Так что необходимо думать о том, как системно поддержать игроков рынка в вопросе обеспечения их полноценной конкурентоспособности как на внутреннем, так и на мировом рынке, но в конечном итоге нам нужна сильная отрасль, а сильной она будет, только если она в состоянии сама себя обеспечить. Если работа отрасли приносит ее игрокам прибыль, то средства из этой прибыли идут на развитие. Это привлекает новых игроков и новых инвесторов. В результате запускается самоподдерживающийся процесс. А дотационная отрасль не может быть сильной. На государственном финансировании долго продержаться невозможно. В неинтересные, не приносящие прибыль рынки никто вкладываться не будет.
Кроме того, если мы с самого начала не будем уделять внимание качеству и себестоимости продукции, готовить платформу для того, чтобы наши производства пусть не сразу, но стали эффективными, скорее всего, у конкурента в определенный момент возникнет возможность перебить нас по цене – даже с учетом всех преференций и других механизмов, которые призваны защищать нас на рынке. Когда разница в себестоимости большая – а такое вполне вероятно, когда наш конкурент построил эффективное производство, а мы нет – это открывает возможность нивелировать практически любые меры поддержки.
На ваш взгляд, какие меры поддержки наиболее актуальны сейчас, на первом этапе?
Как показывает мировая практика, чтобы добиться требуемого результата, необходимы в первую очередь две вещи: ресурсы и мотивация играть в долгую. Проекты, о которых мы говорим, требуют долгосрочных инвестиций, их срок окупаемости достаточно большой. А с мотивацией вкладываться на длительный период у нас существуют определенные проблемы. Целевые сроки окупаемости, которые могут позволить себе отечественные компании, как правило, не столь велики.
Рассмотрим такой пример: на столе лежит проект со сроком окупаемости, допустим, семь лет, а целевой срок окупаемости – три года. Что нужно предпринять, чтобы такой проект запустился и был реализован? Возможно два варианта.

- _Предоставленные записи_
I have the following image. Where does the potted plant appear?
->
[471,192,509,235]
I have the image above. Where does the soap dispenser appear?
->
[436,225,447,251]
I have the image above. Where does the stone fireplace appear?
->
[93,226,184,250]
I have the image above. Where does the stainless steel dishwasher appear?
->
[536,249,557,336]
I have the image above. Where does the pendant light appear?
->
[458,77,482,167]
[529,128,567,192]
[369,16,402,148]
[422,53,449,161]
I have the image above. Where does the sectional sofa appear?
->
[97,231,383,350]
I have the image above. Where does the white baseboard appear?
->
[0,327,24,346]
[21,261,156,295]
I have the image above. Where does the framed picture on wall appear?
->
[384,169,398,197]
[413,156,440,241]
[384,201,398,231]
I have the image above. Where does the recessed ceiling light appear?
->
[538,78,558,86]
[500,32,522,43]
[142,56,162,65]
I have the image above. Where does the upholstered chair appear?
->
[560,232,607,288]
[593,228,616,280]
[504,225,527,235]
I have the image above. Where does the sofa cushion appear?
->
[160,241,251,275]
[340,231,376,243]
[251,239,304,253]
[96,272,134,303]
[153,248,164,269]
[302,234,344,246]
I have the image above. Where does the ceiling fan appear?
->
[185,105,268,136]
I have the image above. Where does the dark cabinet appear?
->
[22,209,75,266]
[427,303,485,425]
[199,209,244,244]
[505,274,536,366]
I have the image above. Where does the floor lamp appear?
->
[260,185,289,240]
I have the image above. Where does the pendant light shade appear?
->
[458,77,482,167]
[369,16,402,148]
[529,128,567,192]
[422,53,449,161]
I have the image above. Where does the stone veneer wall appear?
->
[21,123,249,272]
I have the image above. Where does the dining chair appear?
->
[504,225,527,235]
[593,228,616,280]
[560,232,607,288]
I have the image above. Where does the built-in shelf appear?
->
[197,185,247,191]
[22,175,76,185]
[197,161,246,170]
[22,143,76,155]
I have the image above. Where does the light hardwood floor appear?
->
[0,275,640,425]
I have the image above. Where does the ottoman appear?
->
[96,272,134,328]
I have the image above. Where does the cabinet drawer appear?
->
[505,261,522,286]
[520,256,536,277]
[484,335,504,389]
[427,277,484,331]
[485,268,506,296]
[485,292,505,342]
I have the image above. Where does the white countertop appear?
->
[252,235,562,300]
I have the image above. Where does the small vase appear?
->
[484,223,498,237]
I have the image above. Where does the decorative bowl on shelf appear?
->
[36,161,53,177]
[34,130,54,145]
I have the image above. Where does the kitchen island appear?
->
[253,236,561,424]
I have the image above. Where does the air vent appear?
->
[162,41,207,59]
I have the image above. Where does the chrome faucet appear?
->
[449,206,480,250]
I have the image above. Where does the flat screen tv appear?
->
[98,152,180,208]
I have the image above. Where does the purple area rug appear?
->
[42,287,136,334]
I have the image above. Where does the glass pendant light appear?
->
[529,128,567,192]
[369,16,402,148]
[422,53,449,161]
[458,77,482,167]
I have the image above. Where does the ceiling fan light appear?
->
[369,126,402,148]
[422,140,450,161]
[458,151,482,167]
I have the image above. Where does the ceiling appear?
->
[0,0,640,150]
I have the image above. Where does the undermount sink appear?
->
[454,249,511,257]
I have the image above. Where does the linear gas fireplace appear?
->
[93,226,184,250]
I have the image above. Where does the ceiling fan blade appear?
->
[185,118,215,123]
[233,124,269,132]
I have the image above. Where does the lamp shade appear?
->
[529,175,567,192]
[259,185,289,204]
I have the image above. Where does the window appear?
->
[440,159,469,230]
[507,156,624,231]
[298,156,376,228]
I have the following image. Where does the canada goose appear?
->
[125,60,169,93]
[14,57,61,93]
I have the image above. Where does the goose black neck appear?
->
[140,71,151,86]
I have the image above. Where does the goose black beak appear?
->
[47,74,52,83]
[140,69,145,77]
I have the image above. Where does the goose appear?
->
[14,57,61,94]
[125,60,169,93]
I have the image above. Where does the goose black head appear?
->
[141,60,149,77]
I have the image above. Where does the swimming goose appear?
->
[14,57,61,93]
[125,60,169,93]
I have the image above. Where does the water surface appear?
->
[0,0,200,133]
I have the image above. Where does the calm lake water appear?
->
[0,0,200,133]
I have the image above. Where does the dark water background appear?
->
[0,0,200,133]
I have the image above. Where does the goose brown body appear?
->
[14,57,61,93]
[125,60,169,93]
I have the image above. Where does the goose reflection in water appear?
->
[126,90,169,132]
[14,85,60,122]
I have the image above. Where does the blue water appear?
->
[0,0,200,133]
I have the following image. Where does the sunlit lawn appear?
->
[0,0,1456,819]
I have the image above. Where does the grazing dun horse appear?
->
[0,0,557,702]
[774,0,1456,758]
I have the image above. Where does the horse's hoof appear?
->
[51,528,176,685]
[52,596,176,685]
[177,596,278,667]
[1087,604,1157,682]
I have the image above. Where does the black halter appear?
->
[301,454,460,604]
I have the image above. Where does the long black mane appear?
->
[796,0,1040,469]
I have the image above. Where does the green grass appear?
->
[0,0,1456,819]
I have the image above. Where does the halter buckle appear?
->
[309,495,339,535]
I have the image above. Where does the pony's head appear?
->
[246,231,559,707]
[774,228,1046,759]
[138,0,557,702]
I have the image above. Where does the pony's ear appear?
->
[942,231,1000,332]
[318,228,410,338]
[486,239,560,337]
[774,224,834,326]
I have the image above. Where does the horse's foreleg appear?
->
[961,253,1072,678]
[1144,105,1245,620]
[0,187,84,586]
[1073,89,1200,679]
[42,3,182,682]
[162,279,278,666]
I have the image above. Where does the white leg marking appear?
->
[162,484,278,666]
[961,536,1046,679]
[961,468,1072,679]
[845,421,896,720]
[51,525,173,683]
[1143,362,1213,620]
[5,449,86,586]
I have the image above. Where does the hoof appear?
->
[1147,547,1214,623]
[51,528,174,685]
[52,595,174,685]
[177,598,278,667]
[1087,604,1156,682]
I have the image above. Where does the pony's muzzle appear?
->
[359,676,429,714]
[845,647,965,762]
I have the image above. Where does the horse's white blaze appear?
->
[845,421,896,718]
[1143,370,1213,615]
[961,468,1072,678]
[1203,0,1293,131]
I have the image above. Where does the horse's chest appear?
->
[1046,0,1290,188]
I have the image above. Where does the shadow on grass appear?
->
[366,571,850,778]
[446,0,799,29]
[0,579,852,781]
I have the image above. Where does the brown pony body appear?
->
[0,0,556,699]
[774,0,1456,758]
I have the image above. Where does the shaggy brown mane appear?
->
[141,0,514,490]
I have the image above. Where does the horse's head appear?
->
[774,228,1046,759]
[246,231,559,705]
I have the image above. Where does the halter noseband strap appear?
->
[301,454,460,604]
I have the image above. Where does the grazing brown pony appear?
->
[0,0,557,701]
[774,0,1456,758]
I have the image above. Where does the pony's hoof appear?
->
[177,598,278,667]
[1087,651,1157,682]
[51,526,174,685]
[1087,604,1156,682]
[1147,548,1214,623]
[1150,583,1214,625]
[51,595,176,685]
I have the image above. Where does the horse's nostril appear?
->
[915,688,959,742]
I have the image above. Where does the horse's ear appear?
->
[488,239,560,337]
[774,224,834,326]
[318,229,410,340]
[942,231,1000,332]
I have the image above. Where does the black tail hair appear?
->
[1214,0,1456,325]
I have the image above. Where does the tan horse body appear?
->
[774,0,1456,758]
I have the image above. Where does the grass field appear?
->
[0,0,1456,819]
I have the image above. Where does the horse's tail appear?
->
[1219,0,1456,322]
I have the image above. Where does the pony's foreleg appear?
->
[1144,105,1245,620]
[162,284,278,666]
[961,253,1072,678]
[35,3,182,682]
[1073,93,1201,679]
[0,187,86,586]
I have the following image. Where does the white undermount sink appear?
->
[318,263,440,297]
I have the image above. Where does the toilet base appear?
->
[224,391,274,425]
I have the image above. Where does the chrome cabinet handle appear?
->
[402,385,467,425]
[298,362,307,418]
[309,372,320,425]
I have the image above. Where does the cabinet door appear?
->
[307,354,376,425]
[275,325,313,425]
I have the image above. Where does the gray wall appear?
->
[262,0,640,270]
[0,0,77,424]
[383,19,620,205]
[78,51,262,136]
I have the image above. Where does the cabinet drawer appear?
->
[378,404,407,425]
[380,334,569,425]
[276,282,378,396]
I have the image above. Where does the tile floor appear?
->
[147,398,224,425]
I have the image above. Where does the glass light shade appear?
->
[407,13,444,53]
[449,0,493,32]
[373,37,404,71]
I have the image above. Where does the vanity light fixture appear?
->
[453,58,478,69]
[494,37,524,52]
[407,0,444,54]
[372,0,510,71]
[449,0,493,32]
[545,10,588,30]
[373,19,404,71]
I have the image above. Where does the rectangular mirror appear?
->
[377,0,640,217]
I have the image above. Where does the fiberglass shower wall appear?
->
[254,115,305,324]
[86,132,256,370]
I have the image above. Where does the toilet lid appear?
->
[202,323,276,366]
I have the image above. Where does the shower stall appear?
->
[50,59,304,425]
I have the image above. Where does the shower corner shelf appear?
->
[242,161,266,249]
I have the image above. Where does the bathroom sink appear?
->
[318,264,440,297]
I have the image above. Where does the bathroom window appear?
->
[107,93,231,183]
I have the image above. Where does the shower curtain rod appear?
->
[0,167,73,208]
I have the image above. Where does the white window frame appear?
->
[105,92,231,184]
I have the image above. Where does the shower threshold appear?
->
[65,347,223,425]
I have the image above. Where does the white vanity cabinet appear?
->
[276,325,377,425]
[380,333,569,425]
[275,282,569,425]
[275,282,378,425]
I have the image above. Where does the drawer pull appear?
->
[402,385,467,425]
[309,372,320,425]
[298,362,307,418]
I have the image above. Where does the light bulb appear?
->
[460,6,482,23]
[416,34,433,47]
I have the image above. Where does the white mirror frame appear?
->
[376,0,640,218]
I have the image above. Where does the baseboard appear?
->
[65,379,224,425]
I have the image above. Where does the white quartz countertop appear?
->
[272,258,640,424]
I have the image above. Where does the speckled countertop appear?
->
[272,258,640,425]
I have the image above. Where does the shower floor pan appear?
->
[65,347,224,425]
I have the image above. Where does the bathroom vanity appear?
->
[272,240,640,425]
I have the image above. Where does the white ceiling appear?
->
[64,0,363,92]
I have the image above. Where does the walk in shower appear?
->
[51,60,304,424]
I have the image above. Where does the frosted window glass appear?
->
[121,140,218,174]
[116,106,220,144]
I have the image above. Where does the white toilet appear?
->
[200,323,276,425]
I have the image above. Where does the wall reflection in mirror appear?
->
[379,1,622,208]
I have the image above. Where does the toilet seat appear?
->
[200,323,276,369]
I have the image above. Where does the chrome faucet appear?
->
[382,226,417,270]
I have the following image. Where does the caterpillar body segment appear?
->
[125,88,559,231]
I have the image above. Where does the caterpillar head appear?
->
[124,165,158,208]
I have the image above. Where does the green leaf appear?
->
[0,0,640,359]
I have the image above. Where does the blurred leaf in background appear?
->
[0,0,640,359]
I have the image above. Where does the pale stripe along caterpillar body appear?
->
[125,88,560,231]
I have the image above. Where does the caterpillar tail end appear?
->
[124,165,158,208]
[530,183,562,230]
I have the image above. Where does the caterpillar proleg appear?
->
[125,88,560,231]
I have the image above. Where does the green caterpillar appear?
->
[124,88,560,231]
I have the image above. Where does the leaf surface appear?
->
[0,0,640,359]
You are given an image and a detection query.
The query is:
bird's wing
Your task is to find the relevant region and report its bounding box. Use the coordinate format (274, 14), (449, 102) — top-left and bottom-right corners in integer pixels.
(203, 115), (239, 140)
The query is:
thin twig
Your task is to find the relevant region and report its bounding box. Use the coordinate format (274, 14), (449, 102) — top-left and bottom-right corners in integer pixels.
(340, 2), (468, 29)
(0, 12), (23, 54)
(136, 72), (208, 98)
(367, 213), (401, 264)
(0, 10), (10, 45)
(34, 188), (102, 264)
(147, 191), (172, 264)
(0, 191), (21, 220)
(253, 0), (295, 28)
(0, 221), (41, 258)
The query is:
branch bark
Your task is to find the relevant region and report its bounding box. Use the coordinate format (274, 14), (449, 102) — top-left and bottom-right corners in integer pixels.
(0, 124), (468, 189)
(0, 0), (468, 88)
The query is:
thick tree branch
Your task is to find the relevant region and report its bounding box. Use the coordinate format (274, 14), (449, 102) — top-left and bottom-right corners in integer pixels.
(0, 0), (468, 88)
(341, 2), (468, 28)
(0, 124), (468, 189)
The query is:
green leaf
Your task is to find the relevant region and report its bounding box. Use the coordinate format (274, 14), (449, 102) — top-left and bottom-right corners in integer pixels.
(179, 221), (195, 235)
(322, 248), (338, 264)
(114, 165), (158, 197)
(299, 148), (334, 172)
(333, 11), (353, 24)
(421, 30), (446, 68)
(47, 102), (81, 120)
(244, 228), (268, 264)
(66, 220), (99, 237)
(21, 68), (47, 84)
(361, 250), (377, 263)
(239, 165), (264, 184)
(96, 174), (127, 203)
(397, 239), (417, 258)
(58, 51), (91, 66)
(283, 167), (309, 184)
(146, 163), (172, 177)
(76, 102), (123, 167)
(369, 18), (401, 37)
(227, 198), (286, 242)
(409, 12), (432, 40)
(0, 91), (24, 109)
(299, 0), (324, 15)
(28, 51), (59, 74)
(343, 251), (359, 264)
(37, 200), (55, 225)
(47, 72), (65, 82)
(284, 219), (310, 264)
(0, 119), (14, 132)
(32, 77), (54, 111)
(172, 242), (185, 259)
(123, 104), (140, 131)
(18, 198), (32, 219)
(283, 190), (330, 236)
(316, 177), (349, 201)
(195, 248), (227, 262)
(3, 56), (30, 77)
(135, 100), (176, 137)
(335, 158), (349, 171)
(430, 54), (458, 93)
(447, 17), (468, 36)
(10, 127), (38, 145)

- _Условие задания_
Перечислите в порядке изложения все последствия, которые фрагмент текста приписывает тому, что работа отрасли приносит ее игрокам прибыль.

- _Решённая задача_
1. Средства из этой прибыли идут на развитие.
2. Это привлекает новых игроков и новых инвесторов.
3. Запускается самоподдерживающийся процесс.